Directions:
1 > Answer these questions about the article on Covid-19 vaccination and Māori:
(a) How many doses of the Covid-19 Pfizer vaccine had been provided in New Zealand as of Monday?
(b) Which variant was identified in the newest community case?
(c) About which group does Jansen say he is concerned?
2 > Rework the passage of the Covid-19 article starting with "Māori over 25" and going on through "New South Wales.", replacing "scientists" with "researchers".
++++ Page excerpt
Māori over 25 need jabs now - Dr Rawiri Jansen

By Marena Mane

Last night, as the country was placed on Level 4 lockdown, scientists raced to identify the source of the newest community case of Covid-19, which was determined to be the extremely infectious Delta variant of the type raging through New South Wales.

More than 2.5 million doses of the Covid-19 Pfizer vaccine had been provided in New Zealand as of Monday this week, with 934,000 people fully vaccinated.

That equates to one out of every five New Zealanders but what does this mean for the Māori population?

National Hauora Coalition clinical director D. Rawiri McKree Jansen predicts a lot of cases may emerge in the next few days due to the Delta variant's hyper transmissibility. He claims New Zealand has only one chance to stop the pandemic and that people must give it their all. “And so going hard, going early is really required.”

Jansen says he's concerned about Māori over the age of 25, and that in the coming weeks, New Zealand will have an opportunity to boost the vaccination process to protect whānau and Māori communities.
++++++++
++++ Data for review
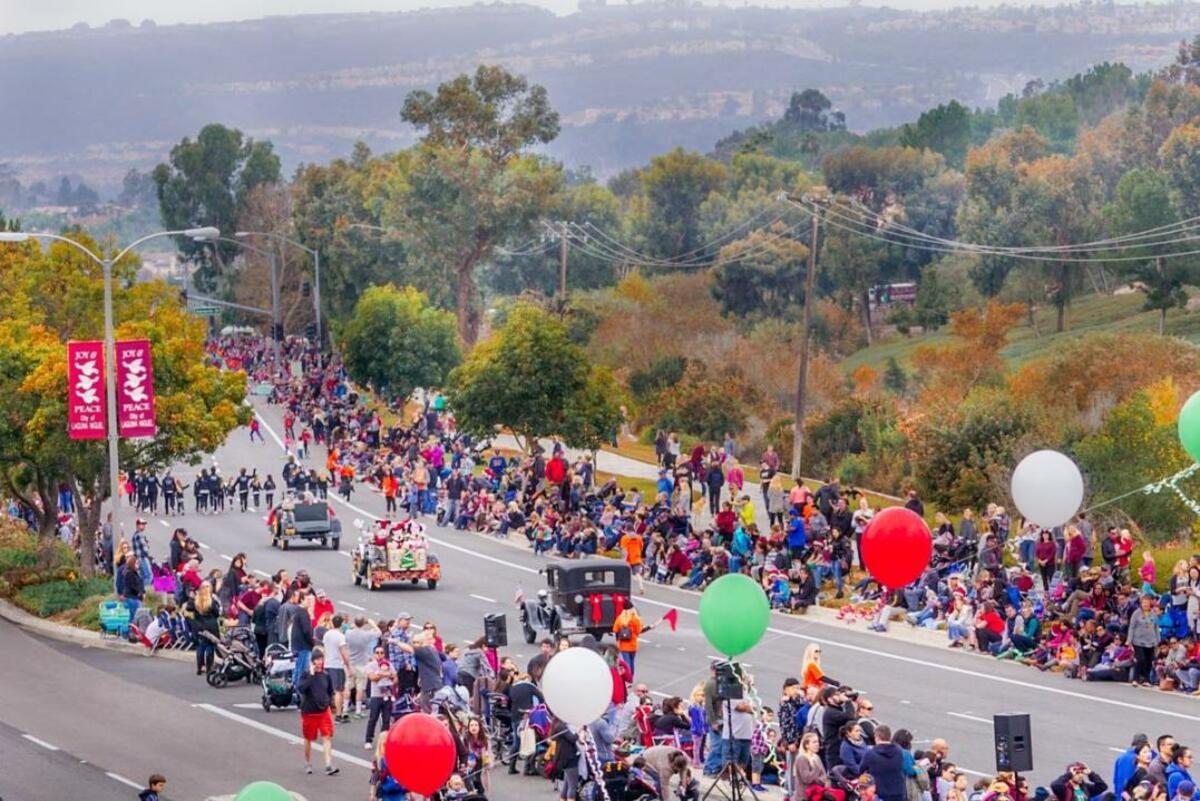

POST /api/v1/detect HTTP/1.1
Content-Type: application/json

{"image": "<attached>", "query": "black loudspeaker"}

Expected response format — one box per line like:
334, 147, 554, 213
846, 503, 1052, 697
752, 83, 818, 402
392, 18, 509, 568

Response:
484, 613, 509, 648
991, 715, 1033, 773
716, 662, 744, 700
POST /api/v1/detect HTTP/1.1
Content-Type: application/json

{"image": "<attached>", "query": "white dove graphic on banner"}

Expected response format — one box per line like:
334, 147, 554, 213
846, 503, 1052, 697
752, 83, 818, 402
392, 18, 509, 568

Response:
121, 356, 150, 403
74, 359, 100, 405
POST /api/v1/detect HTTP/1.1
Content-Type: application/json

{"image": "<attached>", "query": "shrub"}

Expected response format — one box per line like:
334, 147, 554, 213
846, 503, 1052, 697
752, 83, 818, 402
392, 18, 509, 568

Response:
16, 578, 113, 618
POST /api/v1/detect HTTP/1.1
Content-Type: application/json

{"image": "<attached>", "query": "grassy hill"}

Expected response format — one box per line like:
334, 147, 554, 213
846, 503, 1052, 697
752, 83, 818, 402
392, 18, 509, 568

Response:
841, 288, 1200, 373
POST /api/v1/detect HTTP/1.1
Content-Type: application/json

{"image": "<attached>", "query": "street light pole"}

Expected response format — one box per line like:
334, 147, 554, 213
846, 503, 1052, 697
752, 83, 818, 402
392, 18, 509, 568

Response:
0, 227, 221, 551
100, 259, 121, 532
234, 231, 324, 348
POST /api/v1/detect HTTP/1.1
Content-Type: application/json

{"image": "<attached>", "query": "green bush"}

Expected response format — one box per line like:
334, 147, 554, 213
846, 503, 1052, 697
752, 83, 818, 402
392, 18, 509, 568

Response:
0, 548, 37, 576
16, 578, 113, 618
71, 594, 116, 632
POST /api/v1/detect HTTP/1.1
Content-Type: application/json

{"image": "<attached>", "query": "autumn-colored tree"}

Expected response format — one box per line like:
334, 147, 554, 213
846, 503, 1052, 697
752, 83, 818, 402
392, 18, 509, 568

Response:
1009, 332, 1200, 436
0, 235, 248, 576
912, 301, 1025, 408
1075, 378, 1200, 542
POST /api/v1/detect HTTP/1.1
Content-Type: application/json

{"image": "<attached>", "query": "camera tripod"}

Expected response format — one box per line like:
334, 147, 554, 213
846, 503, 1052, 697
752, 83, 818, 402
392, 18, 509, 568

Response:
701, 697, 758, 801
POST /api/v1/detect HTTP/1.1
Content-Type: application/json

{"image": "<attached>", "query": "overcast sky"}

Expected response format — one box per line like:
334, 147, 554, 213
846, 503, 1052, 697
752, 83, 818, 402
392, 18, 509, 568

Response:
0, 0, 1123, 34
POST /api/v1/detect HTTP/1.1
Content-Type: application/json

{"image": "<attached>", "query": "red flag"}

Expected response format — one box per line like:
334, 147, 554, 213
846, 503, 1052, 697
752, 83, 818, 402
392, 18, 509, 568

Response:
662, 609, 679, 631
67, 342, 108, 439
116, 339, 158, 436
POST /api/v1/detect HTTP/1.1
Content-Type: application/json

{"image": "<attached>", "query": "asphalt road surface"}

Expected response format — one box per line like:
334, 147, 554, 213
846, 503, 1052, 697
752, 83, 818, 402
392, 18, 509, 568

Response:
++++++++
Activity answers:
1 >
(a) More than 2.5 million doses.
(b) The Delta variant.
(c) Māori over the age of 25.

2 >
Māori over 25 need jabs now - Dr Rawiri Jansen

By Marena Mane

Last night, as the country was placed on Level 4 lockdown, researchers raced to identify the source of the newest community case of Covid-19, which was determined to be the extremely infectious Delta variant of the type raging through New South Wales.